──────── EXERCISE DATA ────────
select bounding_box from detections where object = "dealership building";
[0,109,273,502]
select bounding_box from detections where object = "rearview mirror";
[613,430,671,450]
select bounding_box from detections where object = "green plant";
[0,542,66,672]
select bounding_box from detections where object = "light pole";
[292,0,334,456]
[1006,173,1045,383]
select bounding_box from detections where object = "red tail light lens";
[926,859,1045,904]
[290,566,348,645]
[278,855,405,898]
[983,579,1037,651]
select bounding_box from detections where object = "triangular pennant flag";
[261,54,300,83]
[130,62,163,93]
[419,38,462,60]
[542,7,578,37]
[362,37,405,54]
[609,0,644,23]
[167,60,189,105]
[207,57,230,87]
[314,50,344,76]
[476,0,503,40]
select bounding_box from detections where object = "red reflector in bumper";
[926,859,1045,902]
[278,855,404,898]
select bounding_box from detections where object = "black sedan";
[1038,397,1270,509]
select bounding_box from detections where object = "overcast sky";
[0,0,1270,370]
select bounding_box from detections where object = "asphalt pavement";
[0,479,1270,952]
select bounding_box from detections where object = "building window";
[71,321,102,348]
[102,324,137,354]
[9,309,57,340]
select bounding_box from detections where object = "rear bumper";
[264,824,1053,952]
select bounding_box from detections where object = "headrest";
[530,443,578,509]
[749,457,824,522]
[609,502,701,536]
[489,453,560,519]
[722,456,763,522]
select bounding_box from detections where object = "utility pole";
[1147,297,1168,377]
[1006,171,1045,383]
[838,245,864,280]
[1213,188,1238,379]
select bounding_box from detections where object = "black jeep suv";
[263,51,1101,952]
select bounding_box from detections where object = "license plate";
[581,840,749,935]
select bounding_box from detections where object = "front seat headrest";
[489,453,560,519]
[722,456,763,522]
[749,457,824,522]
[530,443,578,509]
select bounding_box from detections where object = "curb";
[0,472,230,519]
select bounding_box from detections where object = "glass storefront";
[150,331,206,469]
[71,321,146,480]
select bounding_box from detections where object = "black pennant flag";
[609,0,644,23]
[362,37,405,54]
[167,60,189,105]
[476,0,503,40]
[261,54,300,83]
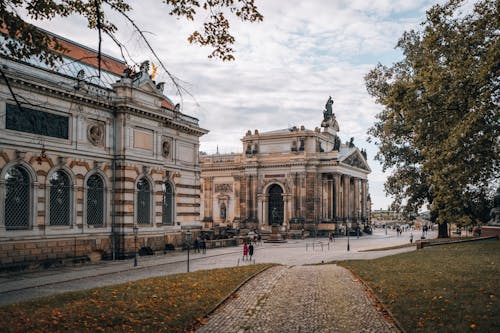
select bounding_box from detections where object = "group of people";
[194,237,207,254]
[243,241,253,260]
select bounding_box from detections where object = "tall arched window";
[162,182,174,225]
[137,178,151,224]
[49,170,71,225]
[87,174,105,226]
[267,184,284,224]
[5,165,31,230]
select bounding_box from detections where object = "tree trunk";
[438,222,450,238]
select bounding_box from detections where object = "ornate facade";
[0,32,207,268]
[201,98,370,232]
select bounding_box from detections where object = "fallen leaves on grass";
[337,241,500,332]
[0,265,274,333]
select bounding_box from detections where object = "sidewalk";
[0,233,426,305]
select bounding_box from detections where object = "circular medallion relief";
[161,141,174,158]
[87,124,104,146]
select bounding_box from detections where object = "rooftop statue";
[323,96,335,120]
[321,96,339,132]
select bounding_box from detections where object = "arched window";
[87,174,105,226]
[137,178,151,224]
[219,203,226,220]
[5,165,31,230]
[49,170,71,225]
[162,182,174,225]
[267,184,284,224]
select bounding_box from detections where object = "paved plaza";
[0,229,434,332]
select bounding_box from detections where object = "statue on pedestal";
[321,96,339,132]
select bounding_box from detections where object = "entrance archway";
[267,184,283,225]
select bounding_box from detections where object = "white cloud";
[18,0,454,209]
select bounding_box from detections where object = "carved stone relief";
[215,184,233,193]
[87,122,104,146]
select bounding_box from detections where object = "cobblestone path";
[197,265,399,333]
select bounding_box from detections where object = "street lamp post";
[356,208,361,239]
[133,225,139,267]
[186,230,192,273]
[346,222,351,251]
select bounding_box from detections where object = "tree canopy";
[0,0,263,64]
[365,0,500,233]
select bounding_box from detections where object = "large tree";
[0,0,263,64]
[365,0,500,237]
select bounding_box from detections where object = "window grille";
[49,170,71,225]
[162,182,174,225]
[87,174,104,226]
[137,178,151,224]
[5,166,31,230]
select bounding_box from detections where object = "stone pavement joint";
[197,265,400,333]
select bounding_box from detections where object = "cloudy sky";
[25,0,452,209]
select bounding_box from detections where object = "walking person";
[243,241,248,260]
[201,237,207,254]
[248,242,253,261]
[194,237,200,253]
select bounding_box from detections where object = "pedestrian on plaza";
[194,237,200,253]
[201,237,207,254]
[248,242,253,260]
[243,241,248,260]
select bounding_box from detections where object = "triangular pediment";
[340,150,371,171]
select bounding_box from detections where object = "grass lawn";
[337,240,500,332]
[0,264,271,332]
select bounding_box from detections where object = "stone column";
[361,179,367,218]
[342,175,351,218]
[233,176,241,220]
[252,175,259,220]
[204,177,214,219]
[333,174,342,219]
[283,193,292,230]
[245,175,252,219]
[353,178,360,222]
[321,179,330,220]
[256,194,267,230]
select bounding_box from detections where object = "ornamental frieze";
[215,184,233,193]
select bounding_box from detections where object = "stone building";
[200,98,370,233]
[0,32,207,268]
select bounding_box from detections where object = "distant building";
[200,99,370,233]
[0,31,208,268]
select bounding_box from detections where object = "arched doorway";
[267,184,283,225]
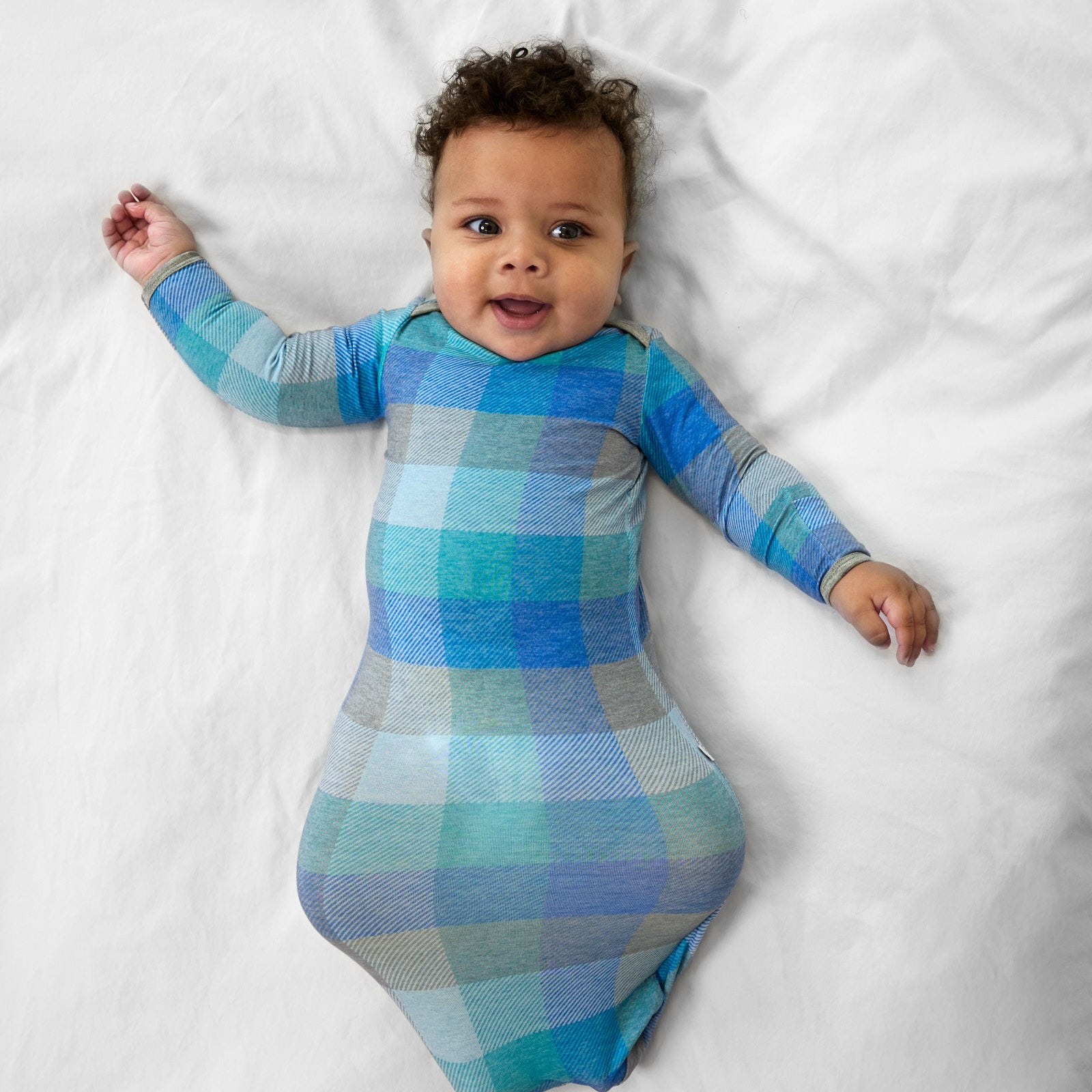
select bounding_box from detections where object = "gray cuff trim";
[140,250,202,307]
[819,550,872,603]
────────
_WHAT THIS TASK INVOLVES_:
Arrange the records above as a Markdown table with the columns Row and Entry, starting at the first line and ending at the line that contains "[983,579,1037,651]". Number each line in Row and put the line itself in Entry, leaving out blank lines.

_WORKED SOLUTION_:
| Row | Entry |
|---|---|
| 1 | select bounding_box from detections where object = "dealership building"; |
| 2 | [0,109,273,502] |
| 3 | select bounding_box from detections where object = "rearview mirror"; |
| 4 | [613,430,671,450] |
| 5 | select bounding_box from detections where object = "green plant"; |
| 6 | [0,542,66,672] |
| 7 | select bounding_box from detections where object = "light pole"; |
| 8 | [292,0,334,456] |
| 9 | [1006,173,1045,383] |
| 10 | select bounding_box from detections where object = "red tail light lens"; |
| 11 | [926,859,1045,904] |
| 12 | [290,566,348,645] |
| 13 | [278,855,405,898] |
| 14 | [983,579,1037,651] |